One way is to attach an unrealistically low estimate on what the item to be procured will cost. If the estimated price is below a certain amount, procurement officers can avoid conducting a full-fledged, open tender. Below the threshold, in many systems $1 million, procurement officers need not prepare a lengthy, formal tender document, advertise it widely for a several week period, constitute a technical committee to evaluate the bids, and follow the many other rules for open, competitive procurements. They can instead use streamlined procedures — variously termed “shopping” or a “request for” or “invitation to submit” quotes—which allow them to call a few suppliers for a price quotation and take the lowest one offered.
No one with experience in public procurement doubts that threshold gaming sometimes occurs. The questions are how often and why. Do procurement staff regularly underestimate the contract price to push it below the threshold and avoid the panoply of procurement rules that would otherwise have to be applied? Do staff do so to secure desperately needed items faster and cheaper? For other legitimate ends? Or to further corrupt deals?
New research now settles these questions – at least for the Czech Republic. Moreover, in answering them the researchers use techniques that others can employ to analyze the same questions in their countries.
The scholars in question are Ján Palguta and Filip Pertold of the Center for Economic Research and Graduate Education-Economic Institute in Prague. What they do is take advantage of a 2006 change in Czech procurement law to analyze the threshold gaming question. Upon joining the European Union the Czech Republic had to conform its national procurement law with the EU’s which required, among other changes, that a threshold be set below which goods, services, and simple, low-cost civil works could be bought by soliciting price quotes from five different suppliers. For 2010, the last year studied, the threshold was roughly $1 million for civil works and at the national level $160,000 for goods and services.
Palguta and Pertold examined the distribution of contract prices for goods, works and services around these levels for 2005 and compared that distribution to those in the years 2006 through 2010. What they found in these later years was a significant increase in the number of contracts falling just below the threshold amounts: for civil works (small construction) contracts the increase was 156 percent, for goods 113 percent, and for services 182 percent. A variety of tests confirmed that this bunching right under the threshold occurred; the tests also revealed that it was far more pronounced for construction and service contracts than those for goods. They ascribe this difference to the greater ease with which estimates for construction and services can be manipulated. If a procurement calls for the purchase of 100 laptop computers with certain specifications, an unrealistically low estimate is easy to spot. By contrast, it is much harder to observe whether the estimate to repair a road or provide consulting services has been artificially depressed.
As important as confirming the widespread suspicion that estimated contract prices are frequently gamed so that simplified procedures can be used was their finding about the purpose of gaming. Procurement officers sometimes claim in off-the-record discussions that they game the rules to cut costs and speed the acquisition of needed items. That whatever the ethics of gaming, the motive is benign.

********

**EXERCISE SET**
[a] In the entries, copy every line from the one containing "Confirm that each instance of the silver wristwatch" through the one containing "pixel 185 148", with both of those lines included.
[b] Pick up the article on procurement threshold gaming in the Czech Republic after its last sentence and continue writing it.

**Data records**
********

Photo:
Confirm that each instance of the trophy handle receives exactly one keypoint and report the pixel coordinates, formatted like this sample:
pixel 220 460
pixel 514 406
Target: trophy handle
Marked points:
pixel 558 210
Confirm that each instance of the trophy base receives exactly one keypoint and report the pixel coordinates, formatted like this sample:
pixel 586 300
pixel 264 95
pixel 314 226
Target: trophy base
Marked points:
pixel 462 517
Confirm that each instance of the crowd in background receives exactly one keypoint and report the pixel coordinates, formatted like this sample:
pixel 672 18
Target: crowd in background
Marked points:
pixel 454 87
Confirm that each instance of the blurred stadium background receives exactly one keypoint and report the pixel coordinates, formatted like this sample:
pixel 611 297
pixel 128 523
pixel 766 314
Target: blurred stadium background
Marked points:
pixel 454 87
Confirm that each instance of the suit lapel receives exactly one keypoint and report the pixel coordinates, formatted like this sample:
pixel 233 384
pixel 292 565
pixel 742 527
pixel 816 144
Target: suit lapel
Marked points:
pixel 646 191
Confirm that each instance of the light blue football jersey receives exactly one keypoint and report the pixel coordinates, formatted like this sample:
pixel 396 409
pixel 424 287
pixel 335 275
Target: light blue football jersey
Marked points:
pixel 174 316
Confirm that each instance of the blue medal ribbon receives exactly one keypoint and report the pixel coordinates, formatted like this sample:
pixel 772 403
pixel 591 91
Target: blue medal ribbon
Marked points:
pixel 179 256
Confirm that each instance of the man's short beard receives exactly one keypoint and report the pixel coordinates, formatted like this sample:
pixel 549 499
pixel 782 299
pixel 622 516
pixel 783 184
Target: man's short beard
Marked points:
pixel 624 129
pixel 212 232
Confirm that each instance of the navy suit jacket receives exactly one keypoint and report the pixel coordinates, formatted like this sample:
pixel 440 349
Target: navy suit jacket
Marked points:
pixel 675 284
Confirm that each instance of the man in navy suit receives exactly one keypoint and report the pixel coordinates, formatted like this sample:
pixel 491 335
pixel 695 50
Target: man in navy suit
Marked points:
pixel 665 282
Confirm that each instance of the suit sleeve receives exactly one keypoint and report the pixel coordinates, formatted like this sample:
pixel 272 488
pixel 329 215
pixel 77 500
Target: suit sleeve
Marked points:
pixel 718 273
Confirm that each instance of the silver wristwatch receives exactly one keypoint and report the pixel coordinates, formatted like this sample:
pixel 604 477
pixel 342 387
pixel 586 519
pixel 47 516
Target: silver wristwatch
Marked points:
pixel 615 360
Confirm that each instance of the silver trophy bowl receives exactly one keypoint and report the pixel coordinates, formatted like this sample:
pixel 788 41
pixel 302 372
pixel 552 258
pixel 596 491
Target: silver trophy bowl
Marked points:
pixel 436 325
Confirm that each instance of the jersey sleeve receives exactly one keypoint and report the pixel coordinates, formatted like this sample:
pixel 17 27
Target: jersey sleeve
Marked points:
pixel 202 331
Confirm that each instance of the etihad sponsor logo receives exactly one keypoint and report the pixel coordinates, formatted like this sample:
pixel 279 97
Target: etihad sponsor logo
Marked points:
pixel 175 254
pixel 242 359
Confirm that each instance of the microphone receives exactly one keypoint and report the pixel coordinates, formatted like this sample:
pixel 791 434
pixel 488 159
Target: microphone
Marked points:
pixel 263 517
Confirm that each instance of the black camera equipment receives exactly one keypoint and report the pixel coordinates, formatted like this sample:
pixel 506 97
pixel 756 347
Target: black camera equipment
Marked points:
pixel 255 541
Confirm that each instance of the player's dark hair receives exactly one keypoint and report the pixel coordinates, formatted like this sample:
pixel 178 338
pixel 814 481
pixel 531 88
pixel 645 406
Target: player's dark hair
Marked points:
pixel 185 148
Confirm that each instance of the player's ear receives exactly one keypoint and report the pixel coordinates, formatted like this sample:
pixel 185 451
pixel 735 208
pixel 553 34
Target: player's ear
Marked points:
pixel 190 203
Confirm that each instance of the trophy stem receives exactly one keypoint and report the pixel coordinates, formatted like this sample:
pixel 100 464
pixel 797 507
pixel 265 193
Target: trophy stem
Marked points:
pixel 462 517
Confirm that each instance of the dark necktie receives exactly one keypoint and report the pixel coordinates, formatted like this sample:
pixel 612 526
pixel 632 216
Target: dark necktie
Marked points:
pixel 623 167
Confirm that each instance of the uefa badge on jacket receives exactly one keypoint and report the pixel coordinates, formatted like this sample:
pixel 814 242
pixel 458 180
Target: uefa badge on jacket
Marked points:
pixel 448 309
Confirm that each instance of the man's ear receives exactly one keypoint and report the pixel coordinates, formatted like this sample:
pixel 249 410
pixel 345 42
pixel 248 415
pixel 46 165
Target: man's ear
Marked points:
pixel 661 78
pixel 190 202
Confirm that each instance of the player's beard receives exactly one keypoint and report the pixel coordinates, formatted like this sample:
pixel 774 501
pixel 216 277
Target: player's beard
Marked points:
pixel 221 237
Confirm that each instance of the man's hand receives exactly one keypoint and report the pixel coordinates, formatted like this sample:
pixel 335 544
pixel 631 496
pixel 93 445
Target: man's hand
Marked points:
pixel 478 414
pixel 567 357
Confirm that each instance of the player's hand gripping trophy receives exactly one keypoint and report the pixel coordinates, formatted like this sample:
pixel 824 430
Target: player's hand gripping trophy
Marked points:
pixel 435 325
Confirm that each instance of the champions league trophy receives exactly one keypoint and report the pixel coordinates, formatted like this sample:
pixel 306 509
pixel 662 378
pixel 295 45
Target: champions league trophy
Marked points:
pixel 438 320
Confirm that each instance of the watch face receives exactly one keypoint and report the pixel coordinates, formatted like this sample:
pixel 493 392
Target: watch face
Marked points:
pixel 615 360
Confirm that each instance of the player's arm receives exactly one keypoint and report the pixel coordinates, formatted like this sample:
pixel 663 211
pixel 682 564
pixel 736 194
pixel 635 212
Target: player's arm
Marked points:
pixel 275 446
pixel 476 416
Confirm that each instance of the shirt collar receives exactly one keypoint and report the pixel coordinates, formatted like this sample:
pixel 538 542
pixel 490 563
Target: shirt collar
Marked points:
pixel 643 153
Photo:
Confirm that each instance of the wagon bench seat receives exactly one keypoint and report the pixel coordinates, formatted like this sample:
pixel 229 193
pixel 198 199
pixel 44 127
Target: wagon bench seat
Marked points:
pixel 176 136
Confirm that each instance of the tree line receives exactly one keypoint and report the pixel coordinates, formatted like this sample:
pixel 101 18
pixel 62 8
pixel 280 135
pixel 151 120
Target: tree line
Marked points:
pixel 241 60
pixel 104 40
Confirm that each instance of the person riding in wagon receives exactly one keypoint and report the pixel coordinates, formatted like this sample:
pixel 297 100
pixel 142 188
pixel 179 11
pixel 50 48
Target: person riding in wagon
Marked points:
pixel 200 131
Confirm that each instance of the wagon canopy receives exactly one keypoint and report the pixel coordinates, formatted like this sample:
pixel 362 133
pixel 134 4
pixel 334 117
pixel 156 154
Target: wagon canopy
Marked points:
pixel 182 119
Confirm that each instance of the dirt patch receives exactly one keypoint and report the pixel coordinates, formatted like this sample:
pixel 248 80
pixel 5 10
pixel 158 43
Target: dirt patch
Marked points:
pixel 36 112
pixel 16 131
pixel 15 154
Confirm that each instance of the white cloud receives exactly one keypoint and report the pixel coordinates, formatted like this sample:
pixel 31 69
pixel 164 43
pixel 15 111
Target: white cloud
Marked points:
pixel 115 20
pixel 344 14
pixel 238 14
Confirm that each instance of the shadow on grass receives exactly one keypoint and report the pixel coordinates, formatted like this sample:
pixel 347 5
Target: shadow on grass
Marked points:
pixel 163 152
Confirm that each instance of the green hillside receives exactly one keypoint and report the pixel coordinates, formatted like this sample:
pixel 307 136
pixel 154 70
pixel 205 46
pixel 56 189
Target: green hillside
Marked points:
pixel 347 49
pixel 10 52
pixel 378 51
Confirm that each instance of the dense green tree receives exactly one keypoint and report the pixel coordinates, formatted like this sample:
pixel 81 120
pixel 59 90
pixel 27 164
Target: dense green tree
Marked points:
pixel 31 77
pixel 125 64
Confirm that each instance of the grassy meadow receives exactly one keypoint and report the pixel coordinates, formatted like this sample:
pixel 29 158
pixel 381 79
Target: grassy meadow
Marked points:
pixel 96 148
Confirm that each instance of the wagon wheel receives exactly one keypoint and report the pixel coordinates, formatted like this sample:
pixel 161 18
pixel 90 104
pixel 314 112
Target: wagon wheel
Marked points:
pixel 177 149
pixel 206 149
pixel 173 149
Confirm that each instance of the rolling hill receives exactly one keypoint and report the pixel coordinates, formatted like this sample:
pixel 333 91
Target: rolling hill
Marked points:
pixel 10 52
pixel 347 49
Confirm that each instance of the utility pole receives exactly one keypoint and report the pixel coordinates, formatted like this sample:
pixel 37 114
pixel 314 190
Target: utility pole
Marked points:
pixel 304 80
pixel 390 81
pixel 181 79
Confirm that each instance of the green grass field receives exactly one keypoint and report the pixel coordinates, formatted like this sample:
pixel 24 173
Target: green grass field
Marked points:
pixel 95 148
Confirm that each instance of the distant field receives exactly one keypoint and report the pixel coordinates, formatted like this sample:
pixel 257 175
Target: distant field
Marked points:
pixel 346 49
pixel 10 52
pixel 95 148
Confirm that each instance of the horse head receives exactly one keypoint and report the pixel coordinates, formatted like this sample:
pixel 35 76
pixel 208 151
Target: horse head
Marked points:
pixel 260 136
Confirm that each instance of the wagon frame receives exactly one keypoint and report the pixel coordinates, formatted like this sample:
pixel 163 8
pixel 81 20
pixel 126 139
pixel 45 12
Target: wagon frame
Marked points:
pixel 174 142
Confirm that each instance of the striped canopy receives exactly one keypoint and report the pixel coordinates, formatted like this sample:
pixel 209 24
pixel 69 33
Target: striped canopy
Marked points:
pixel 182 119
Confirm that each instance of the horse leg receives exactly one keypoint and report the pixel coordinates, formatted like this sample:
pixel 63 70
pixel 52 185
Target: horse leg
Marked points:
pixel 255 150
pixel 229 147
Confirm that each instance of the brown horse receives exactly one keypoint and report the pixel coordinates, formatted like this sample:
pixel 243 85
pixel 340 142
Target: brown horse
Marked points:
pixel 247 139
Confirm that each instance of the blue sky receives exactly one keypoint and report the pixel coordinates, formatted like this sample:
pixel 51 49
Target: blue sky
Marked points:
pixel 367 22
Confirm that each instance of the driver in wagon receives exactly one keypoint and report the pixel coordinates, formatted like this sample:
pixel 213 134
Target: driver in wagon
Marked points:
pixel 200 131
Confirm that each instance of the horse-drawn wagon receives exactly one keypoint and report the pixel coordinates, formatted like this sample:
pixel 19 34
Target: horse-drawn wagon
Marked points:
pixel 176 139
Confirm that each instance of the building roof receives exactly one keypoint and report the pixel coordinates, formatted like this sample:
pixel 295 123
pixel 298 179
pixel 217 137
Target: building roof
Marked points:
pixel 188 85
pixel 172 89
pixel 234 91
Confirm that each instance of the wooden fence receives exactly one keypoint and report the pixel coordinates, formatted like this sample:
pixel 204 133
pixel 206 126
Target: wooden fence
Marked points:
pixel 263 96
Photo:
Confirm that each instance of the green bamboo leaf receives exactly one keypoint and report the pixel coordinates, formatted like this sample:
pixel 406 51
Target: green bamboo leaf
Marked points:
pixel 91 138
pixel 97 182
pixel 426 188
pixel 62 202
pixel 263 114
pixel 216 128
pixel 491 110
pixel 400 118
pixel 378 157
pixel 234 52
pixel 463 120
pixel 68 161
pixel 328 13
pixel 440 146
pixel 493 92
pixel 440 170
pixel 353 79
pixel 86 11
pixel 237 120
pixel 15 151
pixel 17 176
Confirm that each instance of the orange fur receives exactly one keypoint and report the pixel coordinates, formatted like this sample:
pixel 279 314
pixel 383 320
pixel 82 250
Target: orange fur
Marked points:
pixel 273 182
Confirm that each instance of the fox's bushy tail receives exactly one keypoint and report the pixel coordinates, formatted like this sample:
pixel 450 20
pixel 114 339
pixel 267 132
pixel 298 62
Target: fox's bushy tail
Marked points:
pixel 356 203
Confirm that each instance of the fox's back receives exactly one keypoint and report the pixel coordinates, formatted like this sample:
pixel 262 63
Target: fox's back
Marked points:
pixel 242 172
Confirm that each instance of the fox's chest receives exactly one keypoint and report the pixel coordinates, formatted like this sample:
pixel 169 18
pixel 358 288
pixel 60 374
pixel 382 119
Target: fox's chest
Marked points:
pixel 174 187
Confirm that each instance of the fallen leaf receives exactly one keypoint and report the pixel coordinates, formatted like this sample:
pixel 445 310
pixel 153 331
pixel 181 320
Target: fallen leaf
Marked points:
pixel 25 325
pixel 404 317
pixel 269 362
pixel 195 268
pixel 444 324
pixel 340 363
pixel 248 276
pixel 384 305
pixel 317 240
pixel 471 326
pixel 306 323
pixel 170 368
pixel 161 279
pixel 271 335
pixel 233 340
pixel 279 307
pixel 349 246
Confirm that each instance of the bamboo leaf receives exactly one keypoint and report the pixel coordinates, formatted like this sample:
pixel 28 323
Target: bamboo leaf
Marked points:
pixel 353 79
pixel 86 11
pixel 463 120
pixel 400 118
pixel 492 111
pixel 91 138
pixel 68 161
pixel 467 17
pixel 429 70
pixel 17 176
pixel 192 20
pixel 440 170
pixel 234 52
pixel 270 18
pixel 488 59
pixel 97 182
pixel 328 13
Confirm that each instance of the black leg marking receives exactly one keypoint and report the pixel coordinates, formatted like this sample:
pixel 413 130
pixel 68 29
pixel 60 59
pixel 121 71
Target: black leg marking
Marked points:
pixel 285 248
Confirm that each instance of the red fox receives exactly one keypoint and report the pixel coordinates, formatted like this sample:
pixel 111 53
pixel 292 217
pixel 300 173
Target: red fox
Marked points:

********

**RESPONSE LIST**
[a]
Confirm that each instance of the silver wristwatch receives exactly one keypoint and report the pixel coordinates, formatted like this sample:
pixel 604 477
pixel 342 387
pixel 586 519
pixel 47 516
Target: silver wristwatch
Marked points:
pixel 615 360
Confirm that each instance of the silver trophy bowl receives exactly one keypoint and report the pixel coordinates, formatted like this sample:
pixel 788 41
pixel 302 372
pixel 552 258
pixel 596 491
Target: silver trophy bowl
Marked points:
pixel 436 325
Confirm that each instance of the jersey sleeve receives exactly one keypoint and report the pixel coordinates, formatted like this sample:
pixel 17 27
Target: jersey sleeve
Marked points:
pixel 202 331
Confirm that each instance of the etihad sponsor logo receives exactly one keypoint and report the pixel coordinates, formatted like this sample:
pixel 279 97
Target: etihad sponsor logo
Marked points:
pixel 175 254
pixel 242 359
Confirm that each instance of the microphone receives exactly one keypoint and report the pixel coordinates, formatted like this sample:
pixel 791 434
pixel 488 159
Target: microphone
Marked points:
pixel 263 517
Confirm that each instance of the black camera equipment receives exactly one keypoint and report the pixel coordinates, formatted like this sample:
pixel 506 97
pixel 756 347
Target: black camera equipment
Marked points:
pixel 255 541
Confirm that each instance of the player's dark hair receives exactly one keypoint and report the pixel coordinates, formatted like this sample:
pixel 178 338
pixel 814 481
pixel 531 88
pixel 645 406
Target: player's dark hair
Marked points:
pixel 185 148

[b]
The Czech government records the name of the firm winning each procurement, and Palguta and Pertold linked that information to data in the corporate registry showing whether the owners of the firm were publicly disclosed or anonymous (possible until recently because Czech law permitted the use of allowed “bearer shares,” stock certificates whose owners were not listed in the corporate registry.) As the authors argue, the award of a public contract to an anonymously owned firm increases the risk of corruption: the procurement officer may have a secret interest in the firm or it may be owned by politically connected individuals. And whatever the case, handing out public contracts to anonymously owned firms reduces the transparency of the process and casts a pall over its fairness.
Their findings strongly suggest that in the Czech Republic it is highly unlikely that procurement thresholds are gamed for benign reasons. After the introduction of simplified procedures, the chances that an anonymously owned firm would win a construction contract just below the $1 million threshold tripled. There was also an increase, although smaller, in the probability that an anonymous firm would win a procurement for a service contract just below the $160,000 threshold for that type of contract.
Further evidence that the threshold was gamed for corrupt ends comes from their comparison of the estimated contract price to the price the government ultimately paid: “Procurements from anonymously owned firms have higher contract prices compared to procurements with the same anticipated value below the thresholds but awarded to firms with traceable owners” (311). For works contracts the increase was close to nine percent; for services contracts it was almost six percent.
Palguta and Pertold provide important evidence on how procurement rules can be abused to foster corruption. One thing it shows is the importance of disclosing the beneficial owners of the companies winning public contracts. A second is the importance of gathering data across the procurement process so analysts can replicate their work in other countries. Finally, where as they say, a country has weak public institutions, policymakers should rethink procedures that allow procurement officers to sidestep the safeguards that come when a full-blown, open procurement is conducted.